TEXT PROVIDED:

News Release

Three-in-one approach boosts the silencing power of CRISPR

A newly developed CRISPR-Cas9-based tool carries out efficient and long-term gene silencing by epigenetic editing

Peer-Reviewed Publication

Nanjing Agricultural University The Academy of Science

Novel Three-in-One Approach Boosts the Silencing Power of CRISPR

video: A newly developed CRISPR-Cas9-based tool carries out efficient and long-term gene silencing by epigenetic editing view more 

Credit: BioDesign Research

Originally discovered as a bacterial mode of defense against invading viruses, the remarkable ability of CRISPR-Cas9 to modify specific locations of DNA has made it a researcher favorite among gene editing tools. The ongoing effort to explore further possibilities of the CRISPR-Cas9 system is ushering in newer developments to this tool. In one of the latest refinements of the technique, as illustrated in a study published in BioDesign Research, scientists from Stanford University, USA have developed a CRISPR-Cas9 system that induces highly effective silencing of target genes.

EXCERPTED RECORDS:
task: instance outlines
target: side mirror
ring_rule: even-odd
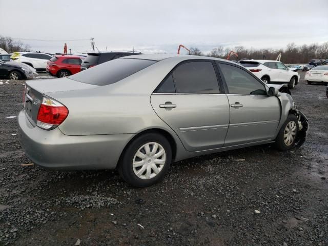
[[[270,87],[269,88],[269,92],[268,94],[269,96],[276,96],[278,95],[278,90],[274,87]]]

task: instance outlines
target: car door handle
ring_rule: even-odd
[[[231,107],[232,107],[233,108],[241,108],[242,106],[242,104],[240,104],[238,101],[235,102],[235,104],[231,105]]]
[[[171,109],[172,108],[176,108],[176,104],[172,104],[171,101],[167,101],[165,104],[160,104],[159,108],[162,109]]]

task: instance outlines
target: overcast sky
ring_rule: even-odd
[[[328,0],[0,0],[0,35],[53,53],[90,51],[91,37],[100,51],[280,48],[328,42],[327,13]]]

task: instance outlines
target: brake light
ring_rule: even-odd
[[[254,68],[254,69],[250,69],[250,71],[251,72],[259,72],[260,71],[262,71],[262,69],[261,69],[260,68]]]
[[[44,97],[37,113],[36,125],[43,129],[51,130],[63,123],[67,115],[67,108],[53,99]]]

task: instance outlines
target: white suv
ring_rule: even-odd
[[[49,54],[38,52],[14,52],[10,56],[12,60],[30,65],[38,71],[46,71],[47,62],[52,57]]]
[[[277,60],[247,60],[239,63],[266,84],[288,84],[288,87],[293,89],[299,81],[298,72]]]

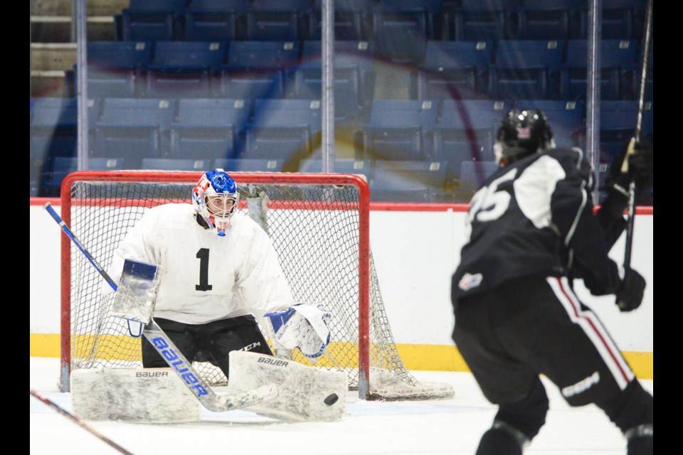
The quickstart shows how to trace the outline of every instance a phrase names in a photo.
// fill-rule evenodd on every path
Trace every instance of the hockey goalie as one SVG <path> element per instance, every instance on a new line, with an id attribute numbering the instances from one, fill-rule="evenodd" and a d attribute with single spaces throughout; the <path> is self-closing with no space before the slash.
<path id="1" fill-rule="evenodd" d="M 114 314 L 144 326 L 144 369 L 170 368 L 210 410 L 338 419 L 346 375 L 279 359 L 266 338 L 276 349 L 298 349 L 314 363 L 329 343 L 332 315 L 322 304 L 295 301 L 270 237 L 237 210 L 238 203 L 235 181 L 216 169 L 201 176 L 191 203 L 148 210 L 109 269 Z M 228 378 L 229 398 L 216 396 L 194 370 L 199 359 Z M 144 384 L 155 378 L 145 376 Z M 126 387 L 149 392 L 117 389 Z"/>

--

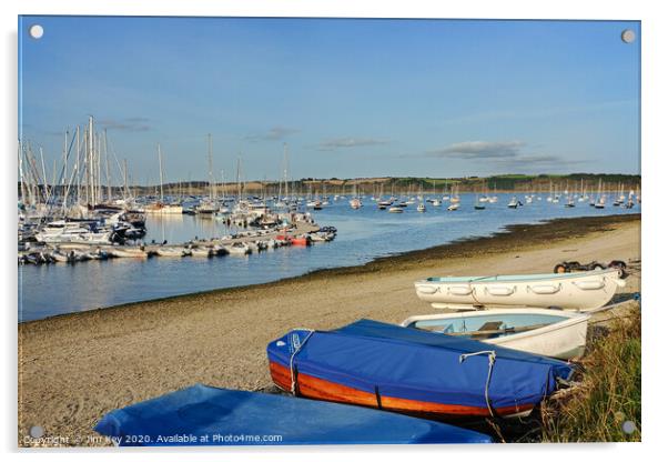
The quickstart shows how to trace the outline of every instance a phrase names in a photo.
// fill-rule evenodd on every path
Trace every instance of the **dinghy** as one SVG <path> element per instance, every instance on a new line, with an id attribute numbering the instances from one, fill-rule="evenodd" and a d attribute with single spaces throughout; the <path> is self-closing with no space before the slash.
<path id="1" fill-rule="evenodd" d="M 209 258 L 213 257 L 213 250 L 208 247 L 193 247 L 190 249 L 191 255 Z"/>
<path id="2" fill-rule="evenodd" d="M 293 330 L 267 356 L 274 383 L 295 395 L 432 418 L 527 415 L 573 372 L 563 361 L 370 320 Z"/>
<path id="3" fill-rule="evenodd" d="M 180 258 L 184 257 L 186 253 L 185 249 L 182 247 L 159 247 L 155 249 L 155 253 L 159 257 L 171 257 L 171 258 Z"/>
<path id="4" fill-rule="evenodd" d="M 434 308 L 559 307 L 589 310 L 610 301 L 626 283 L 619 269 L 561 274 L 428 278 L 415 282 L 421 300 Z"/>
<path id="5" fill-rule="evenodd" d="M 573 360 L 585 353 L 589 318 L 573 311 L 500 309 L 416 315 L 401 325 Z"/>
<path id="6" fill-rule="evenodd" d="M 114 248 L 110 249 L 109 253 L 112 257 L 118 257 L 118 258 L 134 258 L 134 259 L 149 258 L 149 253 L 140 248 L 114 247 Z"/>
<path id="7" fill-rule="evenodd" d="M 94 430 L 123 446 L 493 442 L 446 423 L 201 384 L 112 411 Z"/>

* * *

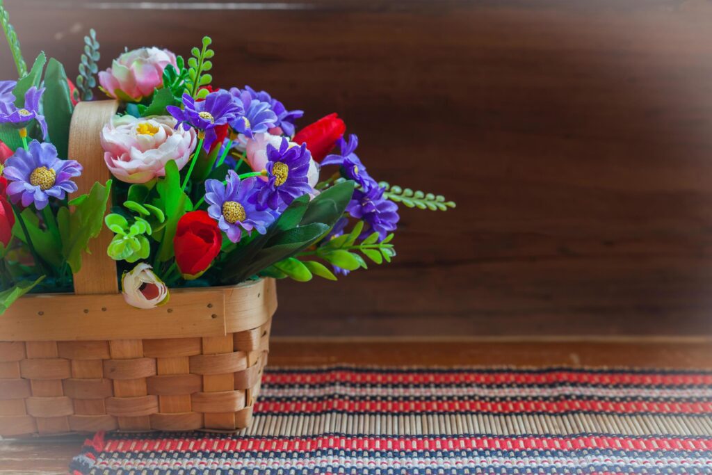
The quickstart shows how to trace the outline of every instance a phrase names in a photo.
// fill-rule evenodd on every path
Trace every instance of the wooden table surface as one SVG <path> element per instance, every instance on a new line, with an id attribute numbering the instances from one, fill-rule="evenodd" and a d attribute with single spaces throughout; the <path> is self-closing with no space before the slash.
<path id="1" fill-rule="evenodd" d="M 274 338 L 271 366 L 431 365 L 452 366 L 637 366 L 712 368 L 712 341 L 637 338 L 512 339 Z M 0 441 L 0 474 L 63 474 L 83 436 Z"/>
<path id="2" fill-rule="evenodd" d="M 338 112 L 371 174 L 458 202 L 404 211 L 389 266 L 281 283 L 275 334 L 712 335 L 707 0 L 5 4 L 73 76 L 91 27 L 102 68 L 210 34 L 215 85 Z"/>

AIM OF THE TASK: Copy out the full CRISPR news release word for word, with nothing added or left out. You won't need the records for this.

RESPONSE AREA:
News Release

Three-in-one approach boosts the silencing power of CRISPR

A newly developed CRISPR-Cas9-based tool carries out efficient and long-term gene silencing by epigenetic editing

Peer-Reviewed Publication

Nanjing Agricultural University The Academy of Science

Novel Three-in-One Approach Boosts the Silencing Power of CRISPR

video: A newly developed CRISPR-Cas9-based tool carries out efficient and long-term gene silencing by epigenetic editing view more 

Credit: BioDesign Research

Originally discovered as a bacterial mode of defense against invading viruses, the remarkable ability of CRISPR-Cas9 to modify specific locations of DNA has made it a researcher favorite among gene editing tools. The ongoing effort to explore further possibilities of the CRISPR-Cas9 system is ushering in newer developments to this tool. In one of the latest refinements of the technique, as illustrated in a study published in BioDesign Research, scientists from Stanford University, USA have developed a CRISPR-Cas9 system that induces highly effective silencing of target genes.